— begin Material supplied —

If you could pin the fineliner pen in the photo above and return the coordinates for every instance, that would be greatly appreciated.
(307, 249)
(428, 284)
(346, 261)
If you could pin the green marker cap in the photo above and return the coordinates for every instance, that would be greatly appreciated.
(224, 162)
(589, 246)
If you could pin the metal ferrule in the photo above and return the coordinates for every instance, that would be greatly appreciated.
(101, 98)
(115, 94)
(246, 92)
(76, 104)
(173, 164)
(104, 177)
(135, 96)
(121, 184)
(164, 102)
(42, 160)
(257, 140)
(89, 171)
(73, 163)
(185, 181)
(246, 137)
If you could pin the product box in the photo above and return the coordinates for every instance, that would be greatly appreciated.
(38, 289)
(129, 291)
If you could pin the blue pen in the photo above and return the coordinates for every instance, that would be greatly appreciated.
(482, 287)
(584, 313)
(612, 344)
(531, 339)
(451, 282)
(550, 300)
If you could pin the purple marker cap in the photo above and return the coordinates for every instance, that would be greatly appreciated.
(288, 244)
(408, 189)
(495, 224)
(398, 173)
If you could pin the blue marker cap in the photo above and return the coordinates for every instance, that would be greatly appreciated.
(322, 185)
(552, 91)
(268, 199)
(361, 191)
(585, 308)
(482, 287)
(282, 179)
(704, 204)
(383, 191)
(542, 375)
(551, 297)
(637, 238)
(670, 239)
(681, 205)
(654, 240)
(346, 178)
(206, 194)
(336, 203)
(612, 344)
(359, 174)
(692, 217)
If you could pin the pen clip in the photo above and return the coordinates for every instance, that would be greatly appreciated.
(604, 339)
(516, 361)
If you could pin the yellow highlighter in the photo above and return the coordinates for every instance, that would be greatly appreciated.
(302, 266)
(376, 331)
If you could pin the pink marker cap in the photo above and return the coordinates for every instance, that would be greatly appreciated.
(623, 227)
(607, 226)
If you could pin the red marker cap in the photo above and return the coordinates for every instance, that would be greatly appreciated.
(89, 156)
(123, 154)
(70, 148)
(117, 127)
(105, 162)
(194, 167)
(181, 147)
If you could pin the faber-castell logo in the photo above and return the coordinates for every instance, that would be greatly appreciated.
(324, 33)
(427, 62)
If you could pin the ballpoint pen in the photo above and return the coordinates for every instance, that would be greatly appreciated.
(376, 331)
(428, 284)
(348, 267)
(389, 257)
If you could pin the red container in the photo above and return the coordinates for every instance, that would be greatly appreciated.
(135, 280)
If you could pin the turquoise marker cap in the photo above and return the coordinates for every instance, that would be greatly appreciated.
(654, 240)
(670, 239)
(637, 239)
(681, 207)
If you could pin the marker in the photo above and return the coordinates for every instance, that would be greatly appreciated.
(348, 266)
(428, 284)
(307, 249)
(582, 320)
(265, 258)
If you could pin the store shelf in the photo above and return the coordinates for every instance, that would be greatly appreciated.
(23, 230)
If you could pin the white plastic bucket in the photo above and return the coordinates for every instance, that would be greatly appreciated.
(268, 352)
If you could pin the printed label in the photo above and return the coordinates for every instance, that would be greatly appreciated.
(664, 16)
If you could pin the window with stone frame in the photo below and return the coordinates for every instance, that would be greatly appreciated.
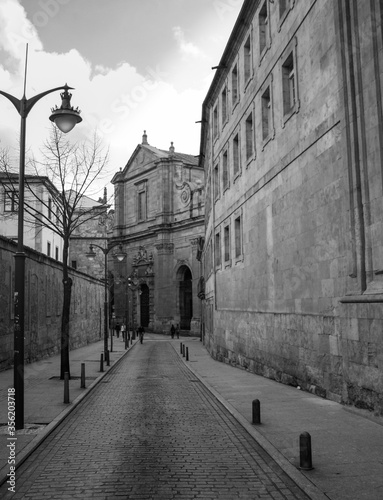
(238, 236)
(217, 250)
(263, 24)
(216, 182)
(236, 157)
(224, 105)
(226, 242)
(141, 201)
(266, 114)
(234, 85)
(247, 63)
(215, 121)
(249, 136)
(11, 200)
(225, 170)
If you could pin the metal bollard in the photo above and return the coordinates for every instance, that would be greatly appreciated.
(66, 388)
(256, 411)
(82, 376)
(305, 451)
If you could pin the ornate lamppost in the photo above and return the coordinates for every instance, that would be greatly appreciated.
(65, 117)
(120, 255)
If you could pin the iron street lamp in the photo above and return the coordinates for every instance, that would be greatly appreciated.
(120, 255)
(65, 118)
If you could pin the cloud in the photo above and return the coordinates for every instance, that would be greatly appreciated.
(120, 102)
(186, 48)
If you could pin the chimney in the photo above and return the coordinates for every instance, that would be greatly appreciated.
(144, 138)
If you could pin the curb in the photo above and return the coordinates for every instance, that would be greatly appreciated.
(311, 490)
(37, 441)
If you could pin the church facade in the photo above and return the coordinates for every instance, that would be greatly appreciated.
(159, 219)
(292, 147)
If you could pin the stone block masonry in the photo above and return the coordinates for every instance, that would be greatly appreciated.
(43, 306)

— end Material supplied —
— begin Material supplied —

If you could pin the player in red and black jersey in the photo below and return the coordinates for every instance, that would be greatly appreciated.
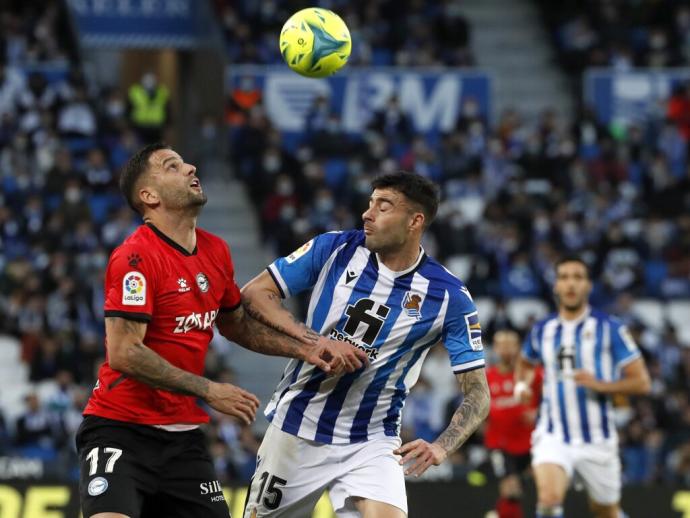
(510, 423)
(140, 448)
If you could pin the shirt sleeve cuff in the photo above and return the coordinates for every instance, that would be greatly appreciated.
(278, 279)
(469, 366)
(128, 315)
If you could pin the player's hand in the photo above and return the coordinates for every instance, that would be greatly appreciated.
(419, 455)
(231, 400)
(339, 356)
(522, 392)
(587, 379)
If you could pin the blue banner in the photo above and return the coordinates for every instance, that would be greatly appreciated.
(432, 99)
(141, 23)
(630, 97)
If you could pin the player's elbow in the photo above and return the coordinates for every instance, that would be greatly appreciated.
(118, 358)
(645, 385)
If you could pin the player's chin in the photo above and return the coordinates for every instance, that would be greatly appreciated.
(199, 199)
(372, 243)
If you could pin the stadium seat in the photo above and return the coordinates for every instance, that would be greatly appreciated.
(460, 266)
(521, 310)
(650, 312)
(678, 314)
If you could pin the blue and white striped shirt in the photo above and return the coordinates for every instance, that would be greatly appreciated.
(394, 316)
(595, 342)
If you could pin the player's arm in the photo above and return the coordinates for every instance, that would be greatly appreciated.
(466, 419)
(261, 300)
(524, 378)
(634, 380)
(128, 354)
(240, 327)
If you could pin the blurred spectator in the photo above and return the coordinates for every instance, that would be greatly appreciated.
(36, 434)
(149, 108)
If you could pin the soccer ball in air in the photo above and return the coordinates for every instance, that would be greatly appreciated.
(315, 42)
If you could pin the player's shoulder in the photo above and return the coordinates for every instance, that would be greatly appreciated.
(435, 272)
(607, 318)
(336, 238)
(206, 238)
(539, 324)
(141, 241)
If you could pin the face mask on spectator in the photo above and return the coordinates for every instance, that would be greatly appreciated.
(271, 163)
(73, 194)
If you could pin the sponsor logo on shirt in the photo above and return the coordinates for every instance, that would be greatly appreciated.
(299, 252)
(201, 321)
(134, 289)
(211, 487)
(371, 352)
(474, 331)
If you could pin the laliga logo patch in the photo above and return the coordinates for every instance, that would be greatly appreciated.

— end Material supplied —

## Required work
Pull out every line of the records above that contains the word "logo" and copy each one in full.

## Result of this exercise
If you could pin the faber-castell logo in the photo above and return the coordinates for every instance, that would be greatly appreciated.
If you could pin the sponsor logo on shirt in the photo above and return the coordinates for every instance, that would be greatly appreciated.
If you could pin the laliga logo patch in the photo above and return the coordinates for every instance, that would be greatly appreciated.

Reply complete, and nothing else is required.